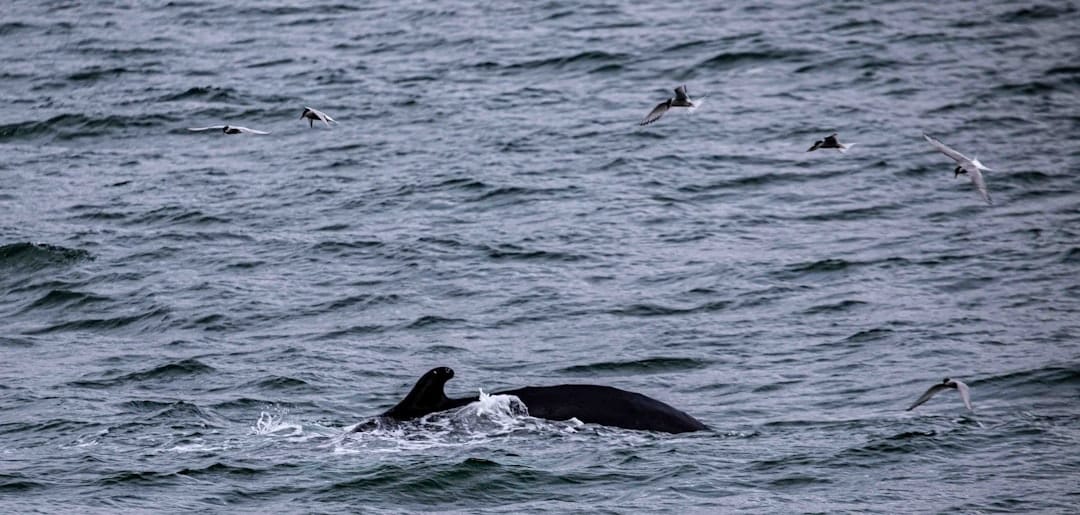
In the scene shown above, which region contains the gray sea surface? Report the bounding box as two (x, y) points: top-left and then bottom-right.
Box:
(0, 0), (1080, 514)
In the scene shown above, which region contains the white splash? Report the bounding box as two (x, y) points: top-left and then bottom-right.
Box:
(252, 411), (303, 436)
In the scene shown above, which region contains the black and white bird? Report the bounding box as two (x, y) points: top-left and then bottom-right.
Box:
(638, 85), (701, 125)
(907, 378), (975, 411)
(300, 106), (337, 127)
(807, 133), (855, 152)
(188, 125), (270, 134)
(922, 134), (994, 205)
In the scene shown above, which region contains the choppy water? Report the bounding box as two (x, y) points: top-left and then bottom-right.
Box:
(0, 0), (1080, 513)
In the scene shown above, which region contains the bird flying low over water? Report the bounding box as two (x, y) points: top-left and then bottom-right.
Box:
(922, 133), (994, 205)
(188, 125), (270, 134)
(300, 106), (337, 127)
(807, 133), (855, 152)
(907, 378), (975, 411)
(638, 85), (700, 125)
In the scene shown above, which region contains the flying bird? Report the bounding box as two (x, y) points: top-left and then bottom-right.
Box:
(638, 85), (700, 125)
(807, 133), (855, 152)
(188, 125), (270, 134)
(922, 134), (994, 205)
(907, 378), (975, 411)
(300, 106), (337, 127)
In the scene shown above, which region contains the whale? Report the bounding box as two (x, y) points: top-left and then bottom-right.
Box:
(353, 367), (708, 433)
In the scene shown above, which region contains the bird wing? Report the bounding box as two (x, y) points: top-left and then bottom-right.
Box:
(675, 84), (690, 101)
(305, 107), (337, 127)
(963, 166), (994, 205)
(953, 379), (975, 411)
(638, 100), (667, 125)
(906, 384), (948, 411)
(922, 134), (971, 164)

...

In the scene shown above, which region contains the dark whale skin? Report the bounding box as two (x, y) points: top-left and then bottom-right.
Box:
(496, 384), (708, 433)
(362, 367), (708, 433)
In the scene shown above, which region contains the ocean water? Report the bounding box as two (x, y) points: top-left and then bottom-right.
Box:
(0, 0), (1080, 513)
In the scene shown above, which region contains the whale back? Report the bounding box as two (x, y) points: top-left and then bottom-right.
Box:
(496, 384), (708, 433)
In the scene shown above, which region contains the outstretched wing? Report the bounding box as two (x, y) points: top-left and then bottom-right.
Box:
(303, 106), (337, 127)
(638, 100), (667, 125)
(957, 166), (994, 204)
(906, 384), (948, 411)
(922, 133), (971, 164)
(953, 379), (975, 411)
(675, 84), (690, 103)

...

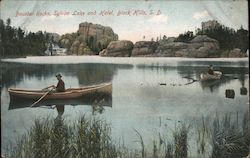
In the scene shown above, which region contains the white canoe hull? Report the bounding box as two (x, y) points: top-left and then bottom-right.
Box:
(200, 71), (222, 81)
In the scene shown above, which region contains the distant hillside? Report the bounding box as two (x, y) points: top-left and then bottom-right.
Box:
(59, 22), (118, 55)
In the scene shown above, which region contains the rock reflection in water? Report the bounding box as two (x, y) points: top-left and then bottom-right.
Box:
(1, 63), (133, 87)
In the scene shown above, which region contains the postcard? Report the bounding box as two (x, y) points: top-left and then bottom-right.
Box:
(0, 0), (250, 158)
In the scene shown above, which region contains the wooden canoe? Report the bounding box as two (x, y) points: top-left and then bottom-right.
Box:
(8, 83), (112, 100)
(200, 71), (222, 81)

* [COMPITO RICHIESTO]: Ricopia tali e quali le righe del materiale: parti da quella che contiene "In the scene shown above, which region contains the distant" e fermati dopo quella che contiene "(59, 22), (118, 55)".

* [LA SOLUZIONE]:
In the scene shown above, which region contains the distant hillside? Report the bounding box as two (x, y) points: top-left and then bottom-right.
Box:
(59, 22), (118, 55)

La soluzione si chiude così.